### [Work instructions]
Output all lines exactly.

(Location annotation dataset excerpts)
---*---

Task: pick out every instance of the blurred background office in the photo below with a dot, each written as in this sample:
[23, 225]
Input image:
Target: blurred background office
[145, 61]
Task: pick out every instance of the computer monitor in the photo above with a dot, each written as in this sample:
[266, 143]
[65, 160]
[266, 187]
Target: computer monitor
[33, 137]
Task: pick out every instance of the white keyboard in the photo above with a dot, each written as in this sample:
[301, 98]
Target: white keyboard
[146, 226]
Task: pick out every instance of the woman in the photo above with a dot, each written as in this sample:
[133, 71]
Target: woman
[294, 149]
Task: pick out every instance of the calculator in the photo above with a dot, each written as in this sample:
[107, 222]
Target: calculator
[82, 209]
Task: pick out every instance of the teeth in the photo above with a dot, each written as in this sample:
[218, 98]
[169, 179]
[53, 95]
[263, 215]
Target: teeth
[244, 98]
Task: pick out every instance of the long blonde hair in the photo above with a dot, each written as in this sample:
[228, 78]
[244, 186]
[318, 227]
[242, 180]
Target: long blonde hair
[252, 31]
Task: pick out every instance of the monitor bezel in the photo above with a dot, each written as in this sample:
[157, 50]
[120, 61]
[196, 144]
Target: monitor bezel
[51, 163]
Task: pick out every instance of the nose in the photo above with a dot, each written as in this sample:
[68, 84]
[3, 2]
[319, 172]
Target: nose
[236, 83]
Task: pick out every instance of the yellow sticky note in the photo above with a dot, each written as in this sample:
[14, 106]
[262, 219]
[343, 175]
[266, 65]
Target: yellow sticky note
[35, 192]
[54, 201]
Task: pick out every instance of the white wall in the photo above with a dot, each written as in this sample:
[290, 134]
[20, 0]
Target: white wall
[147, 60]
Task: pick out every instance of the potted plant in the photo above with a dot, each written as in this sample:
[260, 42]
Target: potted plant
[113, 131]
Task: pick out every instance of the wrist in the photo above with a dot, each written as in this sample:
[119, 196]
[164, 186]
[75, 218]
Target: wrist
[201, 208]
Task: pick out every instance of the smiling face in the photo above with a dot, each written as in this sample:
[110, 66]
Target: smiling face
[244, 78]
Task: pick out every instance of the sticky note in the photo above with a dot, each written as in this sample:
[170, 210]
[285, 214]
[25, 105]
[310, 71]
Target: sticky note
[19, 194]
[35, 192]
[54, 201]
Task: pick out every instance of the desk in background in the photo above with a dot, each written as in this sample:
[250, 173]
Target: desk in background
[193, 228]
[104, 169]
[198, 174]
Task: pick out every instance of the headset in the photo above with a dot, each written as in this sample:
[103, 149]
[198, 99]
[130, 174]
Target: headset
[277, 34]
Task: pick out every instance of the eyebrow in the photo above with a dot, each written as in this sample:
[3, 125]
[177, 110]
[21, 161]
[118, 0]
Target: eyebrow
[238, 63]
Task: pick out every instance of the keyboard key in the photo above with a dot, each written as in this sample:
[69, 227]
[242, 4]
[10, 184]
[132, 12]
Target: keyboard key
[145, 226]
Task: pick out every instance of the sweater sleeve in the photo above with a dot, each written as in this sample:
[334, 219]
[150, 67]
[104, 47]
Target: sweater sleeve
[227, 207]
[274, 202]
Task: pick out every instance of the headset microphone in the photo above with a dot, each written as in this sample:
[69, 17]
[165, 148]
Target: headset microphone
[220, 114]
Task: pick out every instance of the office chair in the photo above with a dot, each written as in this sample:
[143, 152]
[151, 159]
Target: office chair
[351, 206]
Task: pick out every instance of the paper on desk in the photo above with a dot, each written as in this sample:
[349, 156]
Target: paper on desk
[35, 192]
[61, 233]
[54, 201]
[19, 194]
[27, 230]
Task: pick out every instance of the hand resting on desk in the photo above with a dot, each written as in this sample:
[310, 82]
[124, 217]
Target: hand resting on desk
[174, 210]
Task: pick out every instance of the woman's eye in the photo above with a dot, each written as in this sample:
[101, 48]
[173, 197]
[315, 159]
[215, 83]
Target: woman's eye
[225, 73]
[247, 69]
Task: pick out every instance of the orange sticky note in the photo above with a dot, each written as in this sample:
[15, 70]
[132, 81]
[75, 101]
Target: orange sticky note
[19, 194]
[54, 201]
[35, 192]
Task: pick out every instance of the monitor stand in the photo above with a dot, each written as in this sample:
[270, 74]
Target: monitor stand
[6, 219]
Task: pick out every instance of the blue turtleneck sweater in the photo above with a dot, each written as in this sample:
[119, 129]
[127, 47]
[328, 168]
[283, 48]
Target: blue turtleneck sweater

---*---

### [Solution]
Task: pick out every instance of the blurred background office in the photo below with a dot, each written as in this sample:
[23, 225]
Input image:
Target: blurred background office
[145, 61]
Task: pick out every instance of the computer monitor in the photo above with a dot, each written as in this sample:
[266, 143]
[65, 160]
[266, 187]
Target: computer monitor
[33, 137]
Task: pick out every instance of the white keyboard in the photo above with a dot, each written as in this sample:
[301, 98]
Target: white keyboard
[146, 226]
Task: pick out every instance of the woman in the photo above with a dot, each written as in this sample:
[133, 71]
Target: woman
[294, 149]
Task: pick out every instance of the calculator in the photo above with a dot, each written as in this sample:
[107, 222]
Target: calculator
[82, 209]
Task: pick out every instance of the teeth in the photo above with a dot, each written as in this sample:
[218, 98]
[169, 179]
[53, 95]
[263, 215]
Target: teeth
[244, 98]
Task: pick out every instance of the long blonde hair in the photo above with a dot, each written as in this sample:
[228, 78]
[244, 186]
[318, 227]
[242, 180]
Target: long blonde hair
[252, 31]
Task: pick out every instance of the monitor bezel in the photo above with a dot, each written as in this sample:
[157, 50]
[120, 61]
[196, 144]
Target: monitor bezel
[51, 163]
Task: pick out every instance of the nose in the photo above with a dot, each written as in this sample:
[68, 84]
[3, 2]
[319, 172]
Target: nose
[236, 83]
Task: pick out every instance of the yellow sticky note in the photo above with a dot, each written as in this sample:
[14, 106]
[262, 219]
[343, 175]
[266, 65]
Target: yellow sticky note
[35, 192]
[54, 201]
Task: pick out every instance of the white wall in the photo above with a dot, each written as in this sample:
[290, 134]
[20, 0]
Target: white wall
[147, 60]
Task: pick out every instance of the potted plant in the photo above with a dot, each written as in this sample:
[260, 42]
Target: potted plant
[113, 131]
Task: pick out every instance of the wrist in the photo above with a dot, each written as in this sample:
[119, 196]
[164, 186]
[75, 218]
Target: wrist
[201, 208]
Task: pick out every instance of the smiling face in the photo above with a dot, each written as in this sample:
[110, 66]
Target: smiling face
[244, 78]
Task: pick out every instance of the sticky note in the photo above with a dot, each written as in this sample:
[170, 210]
[285, 214]
[25, 105]
[310, 71]
Target: sticky note
[19, 194]
[35, 192]
[54, 201]
Task: pick out every instance of the desk in background in the photo above with a dot, each written as in this sample:
[250, 173]
Target: desk in background
[193, 228]
[104, 169]
[198, 174]
Task: pick out every instance of the headset in the photo above with a dot, each written as in this sample:
[103, 149]
[198, 99]
[130, 174]
Target: headset
[277, 34]
Task: pick out every instance of the eyebrow in the photo above with a dot, each written as in this sample:
[3, 125]
[177, 110]
[21, 161]
[118, 0]
Target: eyebrow
[238, 63]
Task: pick out every instance of the keyboard key in the photo above with a dot, each written as in this sample:
[69, 227]
[242, 4]
[10, 184]
[132, 12]
Target: keyboard key
[145, 226]
Task: pick out every instance of the sweater sleeve in the photo above with a dot, each written as in this sample:
[334, 219]
[150, 67]
[104, 47]
Target: sweater sleeve
[227, 207]
[274, 202]
Task: pick out every instance of the headset microphone in the photo above with a dot, each written as in this sample:
[69, 17]
[165, 148]
Target: headset microphone
[220, 114]
Task: pick out every instance of the office chair in the photo above with a dot, each written as in this sample:
[143, 152]
[151, 159]
Target: office chair
[351, 206]
Task: pick out every instance of the paper on desk in the photo above with a dot, each written as in this sample:
[349, 156]
Target: paper on desk
[35, 192]
[61, 233]
[54, 201]
[19, 194]
[27, 230]
Task: pick out every instance of the hand resting on desk in the photo above with a dot, each written as in this sample:
[310, 82]
[124, 217]
Target: hand resting on desk
[174, 210]
Task: pick out every instance of the woman's eye in the photo above with a dot, each written as in this sample:
[101, 48]
[173, 197]
[315, 159]
[215, 83]
Target: woman's eye
[225, 73]
[247, 69]
Task: pick out every instance of the orange sticky note in the photo above with a dot, each written as in this sample:
[15, 70]
[132, 81]
[75, 101]
Target: orange sticky note
[19, 194]
[54, 201]
[35, 192]
Task: pick out every instance of the monitor stand in the photo above with a dot, each written as in this sample:
[270, 74]
Target: monitor stand
[6, 219]
Task: pick out every instance of the blue turtleneck sweater in the photo above with a dot, each written as in this sample:
[119, 129]
[127, 47]
[328, 168]
[283, 48]
Target: blue turtleneck sweater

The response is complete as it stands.